(Beginning of Excerpt to read)

Warning: This library includes all items relevant to health product marketing that we are aware of regardless of quality. Often we do not agree with all or part of the contents.

 

Publication type: Journal Article

Wright J.
Hormone replacement therapy: an example of McKinlay's theory on the seven stages of medical innovation.
J Clin Nurs 2005 Oct; 14:(9):1090-7


Abstract:

AIM AND OBJECTIVES: The aim of this paper is to explain the history and use of hormone replacement therapy (HRT) using McKinlay’s theory of medical innovation. The paper will examine why a drug, HRT, was prescribed for mainly healthy women. It reflects on the controversies surrounding HRT and examines some of the possible reasons why, despite an almost complete lack of verifiable research, HRT became one of the most widely prescribed drugs of our time. BACKGROUND: Twenty-four years ago McKinlay published From ‘Promising Report’ to ‘Standard Procedure’: Seven Stages in the Career of a Medical Innovation. McKinlay argued that many, if not most, innovations in medicine undergo a process of which assessment of effectiveness is only a late stage placing many patients at risk of receiving treatments which are useless or malign. CONCLUSION: This paper argues that HRT was a medical innovation whose ‘career’ followed the seven stages describes by McKinlay. This suggests that the Nursing and Medical professions continue to accept innovation uncritically. RELEVANCE TO CLINICAL PRACTICE: This paper underlines the importance of critically assessing the research-based evidence for altering practice and introducing new treatments. It suggests that Nurse Prescribers and other clinicians question the assumed scientific basis of new innovations in clinical practice.

(End of Excerpt to read)

Work task 1: Reproduce a passage from the hormone replacement therapy abstract. Begin at the words "Warning: This library" and stop after "stages of medical innovation.".
Work task 2: In one to three sentences, explain why McKinlay held that many patients are placed at risk, according to the hormone replacement therapy abstract.
The listing after this point is separate material and has no connection to the hormone replacement therapy abstract.

(Beginning of Supplied entries)

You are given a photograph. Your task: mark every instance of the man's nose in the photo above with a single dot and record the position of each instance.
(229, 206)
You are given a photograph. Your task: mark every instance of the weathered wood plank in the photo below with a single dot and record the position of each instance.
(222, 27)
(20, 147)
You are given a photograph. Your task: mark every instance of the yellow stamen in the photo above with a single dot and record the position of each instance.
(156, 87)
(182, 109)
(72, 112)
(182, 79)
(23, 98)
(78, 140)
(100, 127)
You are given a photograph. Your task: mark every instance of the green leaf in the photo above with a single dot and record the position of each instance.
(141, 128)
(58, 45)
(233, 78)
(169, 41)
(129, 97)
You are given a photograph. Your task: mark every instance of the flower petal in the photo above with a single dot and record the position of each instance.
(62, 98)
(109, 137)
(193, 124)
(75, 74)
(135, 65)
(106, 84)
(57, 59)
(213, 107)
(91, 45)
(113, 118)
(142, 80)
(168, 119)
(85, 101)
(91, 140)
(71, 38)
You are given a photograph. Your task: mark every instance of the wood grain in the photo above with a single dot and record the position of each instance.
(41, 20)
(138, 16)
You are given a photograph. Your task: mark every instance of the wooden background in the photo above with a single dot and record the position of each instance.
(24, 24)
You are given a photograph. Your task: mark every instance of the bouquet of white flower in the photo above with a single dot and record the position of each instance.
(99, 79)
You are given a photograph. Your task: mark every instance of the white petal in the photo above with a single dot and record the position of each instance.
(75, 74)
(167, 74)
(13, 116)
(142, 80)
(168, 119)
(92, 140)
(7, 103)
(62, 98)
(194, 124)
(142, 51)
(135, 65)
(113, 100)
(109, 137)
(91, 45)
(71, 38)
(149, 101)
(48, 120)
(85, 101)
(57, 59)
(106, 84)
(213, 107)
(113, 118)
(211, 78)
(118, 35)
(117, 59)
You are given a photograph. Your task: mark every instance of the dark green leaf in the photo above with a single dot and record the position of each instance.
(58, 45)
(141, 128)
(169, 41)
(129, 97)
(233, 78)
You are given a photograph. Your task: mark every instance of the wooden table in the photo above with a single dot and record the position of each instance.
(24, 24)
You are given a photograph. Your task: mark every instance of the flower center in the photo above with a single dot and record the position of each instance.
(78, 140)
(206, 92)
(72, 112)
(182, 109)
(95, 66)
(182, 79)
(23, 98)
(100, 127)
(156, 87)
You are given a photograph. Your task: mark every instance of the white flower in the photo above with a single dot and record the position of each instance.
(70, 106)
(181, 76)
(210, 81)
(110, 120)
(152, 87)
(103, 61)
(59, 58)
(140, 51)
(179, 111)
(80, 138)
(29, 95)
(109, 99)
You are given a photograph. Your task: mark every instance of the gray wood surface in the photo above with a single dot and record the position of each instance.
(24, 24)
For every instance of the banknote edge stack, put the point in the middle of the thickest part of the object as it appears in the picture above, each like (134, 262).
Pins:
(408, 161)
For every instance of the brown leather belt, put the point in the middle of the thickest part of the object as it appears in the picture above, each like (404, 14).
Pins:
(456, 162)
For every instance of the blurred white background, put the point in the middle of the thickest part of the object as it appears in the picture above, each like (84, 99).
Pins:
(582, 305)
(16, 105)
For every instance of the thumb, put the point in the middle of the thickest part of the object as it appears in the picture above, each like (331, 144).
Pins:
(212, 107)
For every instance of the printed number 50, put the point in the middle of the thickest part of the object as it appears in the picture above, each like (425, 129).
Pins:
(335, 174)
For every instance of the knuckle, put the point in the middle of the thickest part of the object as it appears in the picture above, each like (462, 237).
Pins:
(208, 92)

(End of Supplied entries)

Task response 1:
Warning: This library includes all items relevant to health product marketing that we are aware of regardless of quality. Often we do not agree with all or part of the contents.

 

Publication type: Journal Article

Wright J.
Hormone replacement therapy: an example of McKinlay's theory on the seven stages of medical innovation.

Task response 2: McKinlay argued that many, if not most, medical innovations go through a process in which assessment of effectiveness comes only at a late stage. This places many patients at risk of receiving treatments that are useless or malign.